The request
Rewrite the records below as a Markdown table with the columns Row and Line, giving each nonblank line its own row in order, numbered from 1. Leave out the blank lines.

Provided records
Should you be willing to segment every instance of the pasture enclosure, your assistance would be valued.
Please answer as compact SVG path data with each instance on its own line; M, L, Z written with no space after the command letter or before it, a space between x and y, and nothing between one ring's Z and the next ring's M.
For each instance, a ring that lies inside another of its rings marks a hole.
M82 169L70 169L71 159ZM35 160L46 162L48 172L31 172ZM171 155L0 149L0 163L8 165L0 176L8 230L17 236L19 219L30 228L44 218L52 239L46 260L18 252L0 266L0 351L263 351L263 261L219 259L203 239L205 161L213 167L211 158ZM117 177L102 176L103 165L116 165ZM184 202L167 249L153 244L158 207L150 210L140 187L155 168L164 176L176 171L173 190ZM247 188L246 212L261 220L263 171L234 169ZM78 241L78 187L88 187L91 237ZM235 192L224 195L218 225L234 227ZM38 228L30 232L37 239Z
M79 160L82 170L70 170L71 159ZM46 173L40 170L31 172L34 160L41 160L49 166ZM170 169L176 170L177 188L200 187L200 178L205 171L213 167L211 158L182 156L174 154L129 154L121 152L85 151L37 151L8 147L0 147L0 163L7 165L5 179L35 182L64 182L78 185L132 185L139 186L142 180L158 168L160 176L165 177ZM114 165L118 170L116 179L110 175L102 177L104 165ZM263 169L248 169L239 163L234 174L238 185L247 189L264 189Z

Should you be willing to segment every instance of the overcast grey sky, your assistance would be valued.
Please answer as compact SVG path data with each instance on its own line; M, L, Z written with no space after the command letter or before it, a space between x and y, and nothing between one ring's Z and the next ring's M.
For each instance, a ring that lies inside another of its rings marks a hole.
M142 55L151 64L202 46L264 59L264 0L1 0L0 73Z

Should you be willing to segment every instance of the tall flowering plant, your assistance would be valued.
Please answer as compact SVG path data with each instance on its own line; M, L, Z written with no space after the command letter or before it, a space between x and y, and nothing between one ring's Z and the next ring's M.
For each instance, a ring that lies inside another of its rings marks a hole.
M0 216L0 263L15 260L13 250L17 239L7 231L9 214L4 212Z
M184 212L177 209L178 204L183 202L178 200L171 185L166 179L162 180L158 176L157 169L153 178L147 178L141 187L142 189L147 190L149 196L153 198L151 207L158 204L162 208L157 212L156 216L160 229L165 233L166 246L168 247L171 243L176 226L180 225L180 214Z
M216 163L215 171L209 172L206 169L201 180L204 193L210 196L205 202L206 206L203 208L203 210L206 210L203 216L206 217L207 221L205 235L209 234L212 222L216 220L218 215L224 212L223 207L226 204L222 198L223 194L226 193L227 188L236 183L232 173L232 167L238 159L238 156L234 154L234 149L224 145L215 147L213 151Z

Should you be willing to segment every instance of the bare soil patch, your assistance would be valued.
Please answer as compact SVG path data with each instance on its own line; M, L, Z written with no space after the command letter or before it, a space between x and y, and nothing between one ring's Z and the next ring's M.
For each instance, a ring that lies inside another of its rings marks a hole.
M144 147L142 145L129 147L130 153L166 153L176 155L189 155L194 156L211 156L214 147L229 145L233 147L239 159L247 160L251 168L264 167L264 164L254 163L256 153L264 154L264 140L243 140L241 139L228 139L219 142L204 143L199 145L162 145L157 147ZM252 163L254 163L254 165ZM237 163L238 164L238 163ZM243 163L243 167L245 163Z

Written answer
| Row | Line |
|---|---|
| 1 | Should you be willing to segment every instance of the pasture enclosure, your assistance would be valued. |
| 2 | Please answer as compact SVG path data with each instance on its own line; M, L, Z written with no space after the command letter or before it, a space between x and y, and nothing between one ring's Z and the next ring's M. |
| 3 | For each instance, a ring that lies inside another of its rings marks a hole. |
| 4 | M82 169L70 169L71 159ZM35 160L46 162L48 172L31 172ZM171 155L0 149L0 163L8 165L0 176L8 230L17 236L19 219L30 228L44 218L52 239L46 260L18 252L0 266L0 351L263 351L263 261L219 259L203 239L205 161L213 167L211 158ZM117 177L102 176L103 165L116 165ZM184 202L167 249L153 244L158 207L150 210L140 187L155 168L164 176L176 171L173 190ZM247 188L246 212L261 220L263 171L234 169ZM78 241L78 187L88 187L91 237ZM235 192L224 195L218 225L234 227ZM38 228L30 232L37 239Z |
| 5 | M79 160L82 170L70 170L71 159ZM46 173L40 170L31 172L34 160L41 160L49 166ZM170 169L176 170L177 188L200 187L200 178L205 171L213 167L211 158L182 156L174 154L129 154L121 152L85 151L37 151L8 147L0 147L0 163L7 165L5 179L35 182L64 182L78 185L132 185L139 186L142 180L158 168L160 176L165 177ZM114 165L118 170L116 179L110 175L102 177L104 165ZM263 169L248 169L239 163L234 174L238 185L247 189L264 189Z |
| 6 | Should you be willing to segment every instance of the overcast grey sky, your assistance would be valued. |
| 7 | Please answer as compact SVG path data with each instance on its own line; M, L, Z written with no space after the command letter or before it, a space between x and y, and nothing between one ring's Z and the next ring's M. |
| 8 | For each instance, a ring that lies inside another of its rings marks a hole. |
| 9 | M142 55L151 64L202 46L264 59L264 0L1 0L0 73Z |
| 10 | Should you be willing to segment every instance of the tall flowering plant, your assistance would be valued. |
| 11 | Please answer as compact SVG path data with each instance on its own line; M, L, Z written with no space after the command letter or before it, a space between x and y, and nothing between one ring's Z and the next ring's M. |
| 12 | For each instance, a ring that lies inside another of its rings marks a hole. |
| 13 | M0 216L0 263L15 260L13 250L17 239L7 231L9 214L4 212Z |
| 14 | M184 212L177 209L178 204L183 202L178 200L171 185L166 179L162 180L158 176L157 169L153 178L147 178L141 187L142 189L147 190L149 196L153 198L151 207L158 204L162 208L157 212L156 216L160 229L165 233L166 246L168 247L171 243L176 226L180 225L180 214Z |
| 15 | M216 163L215 171L209 172L206 169L201 180L204 193L210 196L205 202L206 206L203 208L203 210L206 210L203 216L206 217L207 221L205 235L209 234L212 222L216 220L218 215L224 212L223 207L226 204L222 198L223 194L226 193L227 188L236 183L232 173L232 167L238 159L238 156L234 154L234 149L224 145L215 147L213 151Z |
| 16 | Should you be willing to segment every instance of the bare soil patch, your assistance would be valued. |
| 17 | Please answer as compact SVG path data with each instance on its own line; M, L, Z written with no space after the command letter or before it, a space between x and y, and nothing between one ring's Z and the next ring's M. |
| 18 | For each instance, a ring that lies inside another of its rings marks a hole. |
| 19 | M144 147L142 145L129 147L130 153L166 153L176 155L189 155L194 156L211 156L214 147L229 145L233 147L239 159L247 160L251 168L264 167L264 164L254 163L256 153L264 154L264 140L243 140L241 139L228 139L219 142L204 143L199 145L162 145L157 147ZM252 163L254 163L254 165ZM237 163L238 164L238 163ZM243 163L243 167L245 163Z |